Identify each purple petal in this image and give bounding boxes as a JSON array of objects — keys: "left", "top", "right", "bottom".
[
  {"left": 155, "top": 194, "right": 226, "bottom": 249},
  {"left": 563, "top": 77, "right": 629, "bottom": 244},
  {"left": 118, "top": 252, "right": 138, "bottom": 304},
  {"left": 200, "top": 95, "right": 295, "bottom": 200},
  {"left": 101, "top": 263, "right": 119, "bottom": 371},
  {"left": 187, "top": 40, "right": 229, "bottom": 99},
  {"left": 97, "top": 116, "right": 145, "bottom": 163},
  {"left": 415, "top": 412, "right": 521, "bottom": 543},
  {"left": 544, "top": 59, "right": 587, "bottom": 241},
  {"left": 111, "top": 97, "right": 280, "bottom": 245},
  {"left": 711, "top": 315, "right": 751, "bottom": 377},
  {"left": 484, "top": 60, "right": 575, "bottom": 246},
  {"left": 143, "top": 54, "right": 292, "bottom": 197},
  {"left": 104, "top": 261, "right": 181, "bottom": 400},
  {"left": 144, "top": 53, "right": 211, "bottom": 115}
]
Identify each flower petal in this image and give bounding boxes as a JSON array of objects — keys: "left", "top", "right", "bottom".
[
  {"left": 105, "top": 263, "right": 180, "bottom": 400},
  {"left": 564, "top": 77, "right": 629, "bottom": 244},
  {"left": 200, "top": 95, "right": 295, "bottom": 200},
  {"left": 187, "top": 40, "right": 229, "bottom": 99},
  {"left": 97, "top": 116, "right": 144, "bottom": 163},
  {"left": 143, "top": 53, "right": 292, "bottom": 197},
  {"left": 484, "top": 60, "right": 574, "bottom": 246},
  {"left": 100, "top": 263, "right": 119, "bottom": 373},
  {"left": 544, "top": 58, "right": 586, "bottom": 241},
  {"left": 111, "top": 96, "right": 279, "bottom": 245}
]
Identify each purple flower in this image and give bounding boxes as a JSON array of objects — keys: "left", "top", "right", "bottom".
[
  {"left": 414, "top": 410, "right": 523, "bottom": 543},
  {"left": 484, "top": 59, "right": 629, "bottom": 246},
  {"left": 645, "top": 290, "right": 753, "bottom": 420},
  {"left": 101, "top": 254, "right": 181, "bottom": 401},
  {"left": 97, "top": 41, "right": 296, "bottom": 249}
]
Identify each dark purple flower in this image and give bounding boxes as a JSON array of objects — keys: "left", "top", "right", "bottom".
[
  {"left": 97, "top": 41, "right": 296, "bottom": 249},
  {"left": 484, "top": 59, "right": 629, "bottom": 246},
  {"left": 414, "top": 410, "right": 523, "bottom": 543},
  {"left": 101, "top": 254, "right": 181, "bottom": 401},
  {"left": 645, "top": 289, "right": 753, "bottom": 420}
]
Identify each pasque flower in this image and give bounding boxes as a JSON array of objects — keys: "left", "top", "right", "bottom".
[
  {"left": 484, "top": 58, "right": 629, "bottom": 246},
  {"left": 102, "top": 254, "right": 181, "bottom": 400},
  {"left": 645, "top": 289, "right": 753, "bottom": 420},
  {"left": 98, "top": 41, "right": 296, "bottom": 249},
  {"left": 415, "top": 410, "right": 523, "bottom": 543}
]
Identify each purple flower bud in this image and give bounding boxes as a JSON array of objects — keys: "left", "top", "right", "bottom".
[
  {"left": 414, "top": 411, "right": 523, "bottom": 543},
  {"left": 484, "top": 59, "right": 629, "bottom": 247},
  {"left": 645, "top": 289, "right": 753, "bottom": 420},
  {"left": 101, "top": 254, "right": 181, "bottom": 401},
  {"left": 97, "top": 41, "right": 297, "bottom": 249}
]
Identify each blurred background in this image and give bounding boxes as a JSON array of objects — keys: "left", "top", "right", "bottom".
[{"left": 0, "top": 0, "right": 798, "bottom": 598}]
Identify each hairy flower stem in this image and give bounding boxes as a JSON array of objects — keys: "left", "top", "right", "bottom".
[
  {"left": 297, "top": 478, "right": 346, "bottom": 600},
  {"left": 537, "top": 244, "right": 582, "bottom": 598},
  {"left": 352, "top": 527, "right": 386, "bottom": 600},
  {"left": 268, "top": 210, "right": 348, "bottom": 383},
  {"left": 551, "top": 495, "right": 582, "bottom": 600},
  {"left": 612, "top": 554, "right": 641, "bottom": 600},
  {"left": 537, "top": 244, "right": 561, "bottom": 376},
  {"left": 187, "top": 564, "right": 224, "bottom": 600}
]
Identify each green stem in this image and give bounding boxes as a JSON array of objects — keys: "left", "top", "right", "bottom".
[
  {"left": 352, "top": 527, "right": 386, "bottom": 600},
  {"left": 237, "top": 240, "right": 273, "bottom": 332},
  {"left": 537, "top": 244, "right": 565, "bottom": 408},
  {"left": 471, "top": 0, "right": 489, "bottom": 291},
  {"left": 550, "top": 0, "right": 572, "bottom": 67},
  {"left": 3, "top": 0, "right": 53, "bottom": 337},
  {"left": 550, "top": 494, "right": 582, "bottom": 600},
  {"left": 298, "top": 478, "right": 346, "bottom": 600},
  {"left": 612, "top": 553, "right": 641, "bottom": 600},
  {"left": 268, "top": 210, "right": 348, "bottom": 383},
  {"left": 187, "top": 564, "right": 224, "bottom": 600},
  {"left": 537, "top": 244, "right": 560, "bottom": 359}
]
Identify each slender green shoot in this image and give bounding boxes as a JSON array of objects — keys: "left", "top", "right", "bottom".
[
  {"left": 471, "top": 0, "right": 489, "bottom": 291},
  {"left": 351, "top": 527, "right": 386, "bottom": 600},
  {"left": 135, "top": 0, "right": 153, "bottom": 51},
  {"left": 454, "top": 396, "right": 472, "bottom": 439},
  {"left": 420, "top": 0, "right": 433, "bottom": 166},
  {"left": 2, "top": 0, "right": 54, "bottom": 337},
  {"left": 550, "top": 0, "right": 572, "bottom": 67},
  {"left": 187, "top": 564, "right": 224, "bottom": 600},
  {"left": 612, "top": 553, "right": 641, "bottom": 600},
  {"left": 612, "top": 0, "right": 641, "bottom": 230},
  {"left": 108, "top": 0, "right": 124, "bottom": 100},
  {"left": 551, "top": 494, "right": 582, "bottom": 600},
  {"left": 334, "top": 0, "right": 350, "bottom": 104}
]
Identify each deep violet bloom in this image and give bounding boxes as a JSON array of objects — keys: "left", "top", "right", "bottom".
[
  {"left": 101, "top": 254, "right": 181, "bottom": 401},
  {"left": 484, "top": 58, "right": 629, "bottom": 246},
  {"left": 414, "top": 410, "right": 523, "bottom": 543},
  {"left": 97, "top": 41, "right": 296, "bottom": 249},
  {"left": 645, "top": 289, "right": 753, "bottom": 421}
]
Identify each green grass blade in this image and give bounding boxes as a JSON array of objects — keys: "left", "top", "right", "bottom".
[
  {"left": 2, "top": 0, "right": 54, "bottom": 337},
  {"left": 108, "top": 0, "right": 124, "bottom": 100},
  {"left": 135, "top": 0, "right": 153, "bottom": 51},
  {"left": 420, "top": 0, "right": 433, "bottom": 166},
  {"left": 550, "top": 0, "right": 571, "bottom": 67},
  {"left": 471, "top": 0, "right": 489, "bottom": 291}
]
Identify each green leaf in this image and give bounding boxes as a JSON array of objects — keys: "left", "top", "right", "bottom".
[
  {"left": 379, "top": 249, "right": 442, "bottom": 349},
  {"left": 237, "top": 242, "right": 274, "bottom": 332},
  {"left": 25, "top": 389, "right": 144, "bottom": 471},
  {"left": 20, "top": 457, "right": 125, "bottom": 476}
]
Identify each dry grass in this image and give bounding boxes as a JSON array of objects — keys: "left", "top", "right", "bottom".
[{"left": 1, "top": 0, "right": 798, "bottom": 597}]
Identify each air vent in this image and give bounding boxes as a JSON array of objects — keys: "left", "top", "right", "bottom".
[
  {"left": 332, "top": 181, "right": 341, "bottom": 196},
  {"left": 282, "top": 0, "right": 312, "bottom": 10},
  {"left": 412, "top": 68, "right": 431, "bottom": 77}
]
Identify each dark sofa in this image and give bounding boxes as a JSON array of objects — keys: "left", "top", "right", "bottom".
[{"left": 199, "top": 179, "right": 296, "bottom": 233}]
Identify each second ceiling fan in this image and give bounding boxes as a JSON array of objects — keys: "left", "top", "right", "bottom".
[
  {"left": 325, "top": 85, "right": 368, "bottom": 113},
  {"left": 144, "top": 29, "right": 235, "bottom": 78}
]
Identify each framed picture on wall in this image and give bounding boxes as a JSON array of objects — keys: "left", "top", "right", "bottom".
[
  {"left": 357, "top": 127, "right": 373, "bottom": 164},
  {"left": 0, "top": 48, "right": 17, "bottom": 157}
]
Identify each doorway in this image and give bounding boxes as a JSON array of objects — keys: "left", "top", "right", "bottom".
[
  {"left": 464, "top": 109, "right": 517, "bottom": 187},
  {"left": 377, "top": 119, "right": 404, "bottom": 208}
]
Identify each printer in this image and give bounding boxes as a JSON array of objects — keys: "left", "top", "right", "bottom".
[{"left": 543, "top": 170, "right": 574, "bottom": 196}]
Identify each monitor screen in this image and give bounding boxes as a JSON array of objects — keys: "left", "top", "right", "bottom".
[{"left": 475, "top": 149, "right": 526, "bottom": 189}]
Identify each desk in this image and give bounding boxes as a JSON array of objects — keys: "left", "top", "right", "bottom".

────────────────

_WORK REQUIRED_
Your answer is to contain exactly the lines from the one holding "Identify each doorway" to the end of the entries, with no other line.

_ANSWER TO THIS EXERCISE_
Identify each doorway in this image and give bounding boxes as a JSON array of objects — keys: "left", "top", "right", "bottom".
[
  {"left": 464, "top": 109, "right": 517, "bottom": 187},
  {"left": 377, "top": 119, "right": 404, "bottom": 208}
]
Identify each printer in this image and give bounding boxes as a JSON array of objects — keys: "left", "top", "right", "bottom".
[{"left": 543, "top": 170, "right": 574, "bottom": 196}]
Identify each monitor screen in this image and give bounding boxes as a JSON array of objects — keys: "left", "top", "right", "bottom".
[{"left": 475, "top": 149, "right": 526, "bottom": 189}]
Identify each desk in this image and give bounding boxes as a JSON array of objects — keys: "left", "top", "right", "bottom".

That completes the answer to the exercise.